» Set of tasks:
1. In the article below on the Cook Islands at the 2008 Summer Olympics, explain in one to three sentences why weightlifting is excepted from the statement that no athlete progressed past the first rounds.
2. Using the article below on the Cook Islands at the 2008 Summer Olympics, decide whether each statement agrees with the text. Answer yes or no for each and quote the deciding words. (a) The Cook Islands sent four athletes to the Games. (b) Petero Okotai competed in weightlifting. (c) The Cook Islands first appeared at the Olympics in Seoul in 1988.

» Document excerpt:

┄┄┄┄┄┄

- Flag of the Cook Islands
- IOC code: COK
- NOC: Cook Islands Sports and National Olympic Committee
- Website: www.oceaniasport.com/cookis

in Beijing
- Competitors: 4 in 3 sports
- Flag bearers: Sam Pera Junior (opening) Tereapii Tapoki (closing)
- Medals: Gold 0 Silver 0 Bronze 0 Total 0

Summer Olympics appearances (overview)
- 1988; 1992; 1996; 2000; 2004; 2008; 2012; 2016; 2020; 2024;

= Cook Islands at the 2008 Summer Olympics =

On behalf of the Cook Islands the Cook Islands Sports and National Olympic Committee sent a team to the 2008 Summer Olympics in Beijing, China, marking its sixth consecutive appearance at the Olympics since its debut in the 1988 Summer Olympics in Seoul, South Korea. The country sent four athletes to the Games across three sports and four distinct events (Gordon Heather and Tereapii Tapoki in track and field, Petero Okotai in swimming, and Sam Pera, Jr. in weightlifting). No athlete of the Cook Islander delegation progressed past the first rounds in their events (with the exception of weightlifting, where the first round was the only round) and did not go on to win medals. Pera was the nation's flag bearer at the ceremonies.

┄┄┄┄┄┄

» Material provided:

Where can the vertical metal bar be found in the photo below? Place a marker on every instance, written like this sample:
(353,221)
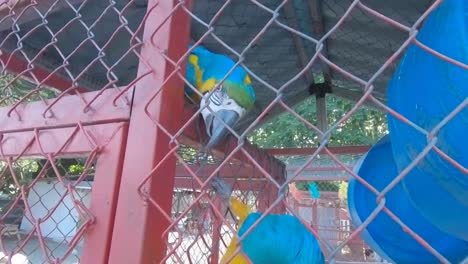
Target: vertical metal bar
(139,226)
(104,198)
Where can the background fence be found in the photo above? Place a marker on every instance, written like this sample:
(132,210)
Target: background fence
(99,147)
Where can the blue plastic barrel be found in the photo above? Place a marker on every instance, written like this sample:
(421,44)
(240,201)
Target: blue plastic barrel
(383,234)
(426,89)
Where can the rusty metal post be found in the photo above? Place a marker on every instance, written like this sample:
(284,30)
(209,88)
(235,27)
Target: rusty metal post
(139,225)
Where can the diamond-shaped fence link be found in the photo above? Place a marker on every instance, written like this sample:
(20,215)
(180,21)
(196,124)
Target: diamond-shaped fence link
(106,133)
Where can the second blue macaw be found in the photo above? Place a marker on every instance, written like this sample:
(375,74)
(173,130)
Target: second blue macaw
(232,99)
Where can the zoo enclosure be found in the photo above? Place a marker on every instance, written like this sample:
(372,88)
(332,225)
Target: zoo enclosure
(121,108)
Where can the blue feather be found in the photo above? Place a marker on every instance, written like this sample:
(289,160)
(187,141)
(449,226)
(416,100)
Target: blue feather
(313,189)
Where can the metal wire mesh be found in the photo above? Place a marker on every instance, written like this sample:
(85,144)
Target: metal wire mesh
(44,209)
(123,62)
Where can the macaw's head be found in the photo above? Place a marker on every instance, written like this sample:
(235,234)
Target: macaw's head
(225,106)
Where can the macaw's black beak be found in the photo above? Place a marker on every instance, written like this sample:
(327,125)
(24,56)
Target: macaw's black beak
(216,129)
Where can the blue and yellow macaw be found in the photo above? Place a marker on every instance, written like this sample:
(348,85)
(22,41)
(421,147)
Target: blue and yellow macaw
(277,239)
(230,101)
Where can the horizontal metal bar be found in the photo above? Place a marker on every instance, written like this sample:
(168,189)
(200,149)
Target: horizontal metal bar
(310,151)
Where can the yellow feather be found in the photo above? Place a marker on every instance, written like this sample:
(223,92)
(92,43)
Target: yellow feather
(241,211)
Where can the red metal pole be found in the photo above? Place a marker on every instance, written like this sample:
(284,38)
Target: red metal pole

┄┄┄┄┄┄

» Solutions:
1. Weightlifting is excepted because, in that sport, the first round was the only round. Sam Pera, Jr. therefore had no later round to progress to.

2.
(a) Yes: "The country sent four athletes to the Games across three sports and four distinct events"
(b) No: "Petero Okotai in swimming, and Sam Pera, Jr. in weightlifting"
(c) Yes: "since its debut in the 1988 Summer Olympics in Seoul, South Korea"